Given records below:

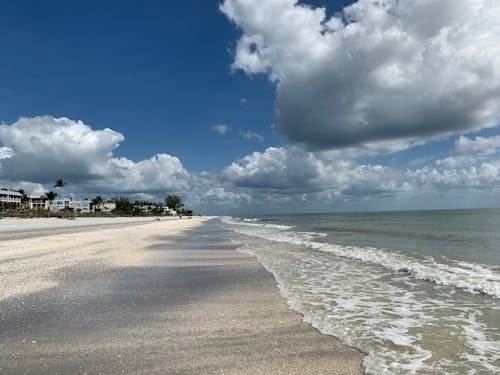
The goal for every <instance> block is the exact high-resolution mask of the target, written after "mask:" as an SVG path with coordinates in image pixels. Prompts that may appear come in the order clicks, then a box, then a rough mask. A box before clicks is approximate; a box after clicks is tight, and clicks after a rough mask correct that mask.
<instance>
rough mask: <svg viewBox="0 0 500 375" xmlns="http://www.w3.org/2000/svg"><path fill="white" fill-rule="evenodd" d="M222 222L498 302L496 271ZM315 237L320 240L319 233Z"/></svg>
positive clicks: (234, 221)
mask: <svg viewBox="0 0 500 375" xmlns="http://www.w3.org/2000/svg"><path fill="white" fill-rule="evenodd" d="M223 222H224V223H226V224H232V225H233V228H232V229H233V230H235V231H236V232H239V233H243V234H247V235H252V236H256V237H260V238H264V239H267V240H271V241H277V242H285V243H290V244H295V245H302V246H307V247H308V248H311V249H314V250H317V251H321V252H324V253H329V254H332V255H335V256H340V257H344V258H349V259H354V260H359V261H362V262H367V263H371V264H375V265H378V266H382V267H384V268H386V269H389V270H392V271H395V272H404V273H406V274H409V275H411V276H412V277H414V278H416V279H421V280H428V281H431V282H433V283H435V284H437V285H443V286H450V287H455V288H459V289H462V290H464V291H467V292H470V293H474V294H478V293H480V294H485V295H488V296H492V297H495V298H500V273H499V272H498V267H490V266H487V265H480V264H475V263H468V262H464V261H456V260H453V259H450V258H447V257H444V256H439V260H437V259H436V257H434V256H431V255H420V254H416V253H409V252H404V253H403V252H402V251H399V250H388V249H378V248H373V247H361V246H345V245H339V244H334V243H324V242H317V241H314V239H315V237H314V235H313V236H311V233H315V232H296V231H292V230H291V229H292V227H290V226H286V225H276V224H254V223H244V222H242V221H237V220H234V219H232V218H224V219H223ZM315 235H316V237H320V236H321V235H320V234H319V233H317V234H316V233H315ZM323 236H324V235H323Z"/></svg>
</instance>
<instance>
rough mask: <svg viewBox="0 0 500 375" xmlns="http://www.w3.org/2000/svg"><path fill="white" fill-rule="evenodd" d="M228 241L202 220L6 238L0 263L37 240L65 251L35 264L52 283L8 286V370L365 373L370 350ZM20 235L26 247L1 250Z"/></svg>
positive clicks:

End of Given records.

- _What this task involves_:
Please reproduce the lines above word for word, starting at the line that contains "</instance>" and stopping after the line that contains "241L202 220L6 238L0".

- _Your response_:
</instance>
<instance>
rough mask: <svg viewBox="0 0 500 375" xmlns="http://www.w3.org/2000/svg"><path fill="white" fill-rule="evenodd" d="M228 241L202 220L6 238L0 263L37 240L65 251L35 264L52 283L8 286V370L365 373L370 350ZM20 235L26 247L1 250Z"/></svg>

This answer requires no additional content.